** EXTRACTED INFORMATION **
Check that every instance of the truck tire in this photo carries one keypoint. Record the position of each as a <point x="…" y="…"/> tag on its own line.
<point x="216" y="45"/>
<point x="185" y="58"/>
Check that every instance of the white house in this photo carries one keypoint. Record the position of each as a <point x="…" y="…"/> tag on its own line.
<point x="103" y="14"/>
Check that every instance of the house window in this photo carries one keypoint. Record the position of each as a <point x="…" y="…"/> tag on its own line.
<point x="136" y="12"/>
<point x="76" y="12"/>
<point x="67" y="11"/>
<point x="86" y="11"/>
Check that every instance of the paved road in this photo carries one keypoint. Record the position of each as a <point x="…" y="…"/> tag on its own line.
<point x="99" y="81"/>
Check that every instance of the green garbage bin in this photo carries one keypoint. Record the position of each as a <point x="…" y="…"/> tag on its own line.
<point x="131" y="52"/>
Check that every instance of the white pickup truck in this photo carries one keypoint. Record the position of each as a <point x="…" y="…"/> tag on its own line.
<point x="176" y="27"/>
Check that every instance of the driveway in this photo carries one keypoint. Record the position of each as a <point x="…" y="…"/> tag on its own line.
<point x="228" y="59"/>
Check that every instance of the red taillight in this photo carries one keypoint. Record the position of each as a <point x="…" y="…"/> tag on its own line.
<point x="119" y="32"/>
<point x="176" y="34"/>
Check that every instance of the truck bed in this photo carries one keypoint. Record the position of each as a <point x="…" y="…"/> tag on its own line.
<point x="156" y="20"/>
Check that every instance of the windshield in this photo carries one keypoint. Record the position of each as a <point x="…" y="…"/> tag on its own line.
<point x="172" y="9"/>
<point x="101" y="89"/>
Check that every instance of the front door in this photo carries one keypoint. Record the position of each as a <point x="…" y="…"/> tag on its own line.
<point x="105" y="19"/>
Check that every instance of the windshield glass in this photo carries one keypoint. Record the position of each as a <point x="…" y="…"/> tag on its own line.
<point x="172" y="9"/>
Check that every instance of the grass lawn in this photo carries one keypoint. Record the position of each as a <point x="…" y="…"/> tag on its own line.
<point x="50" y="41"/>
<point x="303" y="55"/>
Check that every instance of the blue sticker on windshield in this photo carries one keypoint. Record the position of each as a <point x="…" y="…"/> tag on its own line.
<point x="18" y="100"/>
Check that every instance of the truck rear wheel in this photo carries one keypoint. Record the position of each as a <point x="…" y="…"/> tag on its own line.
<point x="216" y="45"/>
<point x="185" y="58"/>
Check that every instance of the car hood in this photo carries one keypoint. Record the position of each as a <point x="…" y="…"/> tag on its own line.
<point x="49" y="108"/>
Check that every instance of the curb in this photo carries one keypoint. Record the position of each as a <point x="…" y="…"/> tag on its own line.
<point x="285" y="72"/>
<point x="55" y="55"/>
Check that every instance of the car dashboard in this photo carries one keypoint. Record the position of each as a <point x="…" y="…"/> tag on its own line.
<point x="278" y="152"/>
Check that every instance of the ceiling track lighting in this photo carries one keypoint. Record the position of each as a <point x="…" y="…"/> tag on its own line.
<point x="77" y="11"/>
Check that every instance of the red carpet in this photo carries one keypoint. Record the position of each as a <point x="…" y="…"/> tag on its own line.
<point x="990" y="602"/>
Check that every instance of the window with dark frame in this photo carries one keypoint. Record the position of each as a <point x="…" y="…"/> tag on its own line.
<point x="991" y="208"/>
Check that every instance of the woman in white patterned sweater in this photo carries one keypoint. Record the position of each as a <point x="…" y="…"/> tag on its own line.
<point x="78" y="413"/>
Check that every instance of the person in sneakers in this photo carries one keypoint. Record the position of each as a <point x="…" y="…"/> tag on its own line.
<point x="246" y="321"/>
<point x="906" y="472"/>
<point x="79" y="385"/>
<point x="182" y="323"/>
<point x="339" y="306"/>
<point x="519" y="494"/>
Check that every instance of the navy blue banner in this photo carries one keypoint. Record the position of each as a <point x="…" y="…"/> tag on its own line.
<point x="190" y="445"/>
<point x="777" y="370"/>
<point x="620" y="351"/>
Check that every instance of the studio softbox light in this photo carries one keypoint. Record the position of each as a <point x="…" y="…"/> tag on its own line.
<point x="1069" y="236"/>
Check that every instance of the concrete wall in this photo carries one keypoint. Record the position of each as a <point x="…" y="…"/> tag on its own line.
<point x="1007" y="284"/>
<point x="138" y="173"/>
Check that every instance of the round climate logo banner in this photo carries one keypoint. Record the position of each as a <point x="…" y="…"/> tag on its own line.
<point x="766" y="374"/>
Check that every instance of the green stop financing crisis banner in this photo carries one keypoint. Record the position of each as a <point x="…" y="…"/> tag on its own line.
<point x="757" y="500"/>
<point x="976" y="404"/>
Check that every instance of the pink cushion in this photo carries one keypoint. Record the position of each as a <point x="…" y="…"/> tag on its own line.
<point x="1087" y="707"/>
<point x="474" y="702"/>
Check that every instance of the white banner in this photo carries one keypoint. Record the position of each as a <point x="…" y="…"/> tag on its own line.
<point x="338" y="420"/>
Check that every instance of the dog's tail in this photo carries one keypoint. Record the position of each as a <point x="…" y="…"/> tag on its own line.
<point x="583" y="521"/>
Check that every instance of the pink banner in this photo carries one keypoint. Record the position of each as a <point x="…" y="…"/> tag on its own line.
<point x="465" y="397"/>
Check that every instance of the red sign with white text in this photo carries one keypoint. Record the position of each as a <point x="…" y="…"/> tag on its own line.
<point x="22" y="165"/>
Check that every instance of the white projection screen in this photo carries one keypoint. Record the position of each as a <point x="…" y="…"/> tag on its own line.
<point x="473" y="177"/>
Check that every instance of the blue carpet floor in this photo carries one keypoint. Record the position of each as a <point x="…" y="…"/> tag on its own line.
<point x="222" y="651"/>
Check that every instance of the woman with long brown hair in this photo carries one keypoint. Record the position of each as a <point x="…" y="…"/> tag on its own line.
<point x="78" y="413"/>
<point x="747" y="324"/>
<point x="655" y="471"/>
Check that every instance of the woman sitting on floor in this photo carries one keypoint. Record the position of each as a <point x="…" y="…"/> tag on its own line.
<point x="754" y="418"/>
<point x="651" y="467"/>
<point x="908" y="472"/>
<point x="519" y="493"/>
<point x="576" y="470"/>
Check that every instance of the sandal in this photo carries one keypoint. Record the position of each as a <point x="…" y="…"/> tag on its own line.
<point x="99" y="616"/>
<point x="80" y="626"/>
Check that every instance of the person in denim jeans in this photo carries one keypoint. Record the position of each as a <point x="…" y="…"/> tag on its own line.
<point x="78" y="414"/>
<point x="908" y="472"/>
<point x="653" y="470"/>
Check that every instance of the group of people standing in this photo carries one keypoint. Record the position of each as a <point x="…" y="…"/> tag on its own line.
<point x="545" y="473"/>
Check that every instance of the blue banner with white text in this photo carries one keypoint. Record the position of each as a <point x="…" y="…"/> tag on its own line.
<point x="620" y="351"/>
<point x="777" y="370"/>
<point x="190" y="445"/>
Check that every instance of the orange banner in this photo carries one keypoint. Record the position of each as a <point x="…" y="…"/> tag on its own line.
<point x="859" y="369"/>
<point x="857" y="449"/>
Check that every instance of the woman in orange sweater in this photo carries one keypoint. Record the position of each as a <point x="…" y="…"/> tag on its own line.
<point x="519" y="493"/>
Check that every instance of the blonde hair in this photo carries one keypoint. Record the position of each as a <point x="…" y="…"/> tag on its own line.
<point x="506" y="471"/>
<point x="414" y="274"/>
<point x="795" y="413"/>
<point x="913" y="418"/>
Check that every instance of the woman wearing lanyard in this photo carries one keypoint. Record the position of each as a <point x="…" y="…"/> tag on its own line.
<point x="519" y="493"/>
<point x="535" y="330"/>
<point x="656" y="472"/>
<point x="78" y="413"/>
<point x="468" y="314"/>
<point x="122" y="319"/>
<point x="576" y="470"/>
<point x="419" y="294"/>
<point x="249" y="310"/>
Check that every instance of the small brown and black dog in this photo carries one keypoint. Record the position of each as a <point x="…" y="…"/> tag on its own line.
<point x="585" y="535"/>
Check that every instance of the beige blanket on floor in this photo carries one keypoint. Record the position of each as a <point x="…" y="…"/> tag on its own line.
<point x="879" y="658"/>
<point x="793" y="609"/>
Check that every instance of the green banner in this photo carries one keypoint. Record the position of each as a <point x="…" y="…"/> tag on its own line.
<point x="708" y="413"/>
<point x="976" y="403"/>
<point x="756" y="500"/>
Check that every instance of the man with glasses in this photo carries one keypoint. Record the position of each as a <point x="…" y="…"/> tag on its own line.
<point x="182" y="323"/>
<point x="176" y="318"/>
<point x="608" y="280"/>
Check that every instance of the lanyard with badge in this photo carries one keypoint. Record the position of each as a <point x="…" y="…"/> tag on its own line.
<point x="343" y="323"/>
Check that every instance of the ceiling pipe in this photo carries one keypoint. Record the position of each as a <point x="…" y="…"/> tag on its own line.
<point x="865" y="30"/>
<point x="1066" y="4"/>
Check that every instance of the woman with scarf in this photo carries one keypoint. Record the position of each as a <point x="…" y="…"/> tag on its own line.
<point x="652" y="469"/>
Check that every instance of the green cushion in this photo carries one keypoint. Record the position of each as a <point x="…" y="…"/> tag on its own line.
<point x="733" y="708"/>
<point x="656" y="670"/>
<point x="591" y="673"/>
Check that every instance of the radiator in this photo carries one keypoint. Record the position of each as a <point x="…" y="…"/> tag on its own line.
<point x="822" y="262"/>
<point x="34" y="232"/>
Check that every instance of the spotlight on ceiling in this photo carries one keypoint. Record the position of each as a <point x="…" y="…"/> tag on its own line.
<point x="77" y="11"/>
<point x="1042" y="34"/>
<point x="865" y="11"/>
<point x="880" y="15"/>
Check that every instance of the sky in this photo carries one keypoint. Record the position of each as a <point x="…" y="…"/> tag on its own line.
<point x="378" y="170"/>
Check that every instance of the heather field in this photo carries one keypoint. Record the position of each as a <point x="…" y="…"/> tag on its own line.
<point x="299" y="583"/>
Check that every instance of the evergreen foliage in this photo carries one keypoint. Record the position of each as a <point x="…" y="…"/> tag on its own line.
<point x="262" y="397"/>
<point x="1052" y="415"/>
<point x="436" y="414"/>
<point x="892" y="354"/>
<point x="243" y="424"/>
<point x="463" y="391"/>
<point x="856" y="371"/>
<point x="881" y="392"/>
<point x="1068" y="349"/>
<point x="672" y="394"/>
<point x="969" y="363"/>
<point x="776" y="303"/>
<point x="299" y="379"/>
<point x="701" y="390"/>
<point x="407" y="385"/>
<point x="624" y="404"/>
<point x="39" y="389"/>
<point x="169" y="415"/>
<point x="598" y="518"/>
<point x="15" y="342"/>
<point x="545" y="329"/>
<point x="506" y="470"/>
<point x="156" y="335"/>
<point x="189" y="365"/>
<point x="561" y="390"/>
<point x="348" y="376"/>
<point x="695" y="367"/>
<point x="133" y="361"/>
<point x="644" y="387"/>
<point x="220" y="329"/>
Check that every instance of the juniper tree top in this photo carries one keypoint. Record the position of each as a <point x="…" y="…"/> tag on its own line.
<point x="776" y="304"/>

** WORK INSTRUCTION **
Starting at the line with "Check that every instance of the juniper", copy each line through the end of the data, both ends included, and give nothing else.

** FINAL ANSWER **
Check that every instance of the juniper tree top in this photo carries one keypoint. Record the position of each as a <point x="…" y="…"/> tag on its own line.
<point x="776" y="304"/>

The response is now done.